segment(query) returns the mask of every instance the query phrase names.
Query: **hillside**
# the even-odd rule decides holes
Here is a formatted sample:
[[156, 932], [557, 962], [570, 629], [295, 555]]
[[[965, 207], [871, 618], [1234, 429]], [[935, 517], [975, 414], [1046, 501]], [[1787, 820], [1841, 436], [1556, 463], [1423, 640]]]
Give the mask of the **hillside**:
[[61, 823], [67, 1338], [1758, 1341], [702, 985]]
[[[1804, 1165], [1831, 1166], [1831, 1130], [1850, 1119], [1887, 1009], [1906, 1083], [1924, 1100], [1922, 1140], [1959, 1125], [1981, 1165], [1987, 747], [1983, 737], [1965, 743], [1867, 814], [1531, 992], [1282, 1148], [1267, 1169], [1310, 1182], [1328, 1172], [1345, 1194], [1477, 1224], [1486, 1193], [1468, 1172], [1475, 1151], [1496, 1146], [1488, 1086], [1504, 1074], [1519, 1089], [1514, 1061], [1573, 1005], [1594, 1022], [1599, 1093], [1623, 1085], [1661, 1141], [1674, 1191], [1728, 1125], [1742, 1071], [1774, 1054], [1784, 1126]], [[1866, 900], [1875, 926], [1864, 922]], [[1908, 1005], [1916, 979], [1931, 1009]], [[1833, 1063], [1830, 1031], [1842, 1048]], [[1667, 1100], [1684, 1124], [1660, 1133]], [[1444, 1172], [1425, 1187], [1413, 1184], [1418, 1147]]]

◆ Task instructions
In the answer, the lines from the first line of the data above through the line containing "463], [1423, 640]]]" must appear exactly as written, with nothing else.

◆ Exercise output
segment(query) returns the mask of every instance the query phrase names.
Query: **hillside**
# the even-odd rule decides holes
Here is a formatted sample:
[[156, 932], [557, 962], [570, 629], [295, 555]]
[[[965, 207], [871, 618], [1234, 429]], [[935, 517], [975, 414], [1046, 501]], [[1787, 820], [1841, 436], [1556, 463], [1423, 640]]]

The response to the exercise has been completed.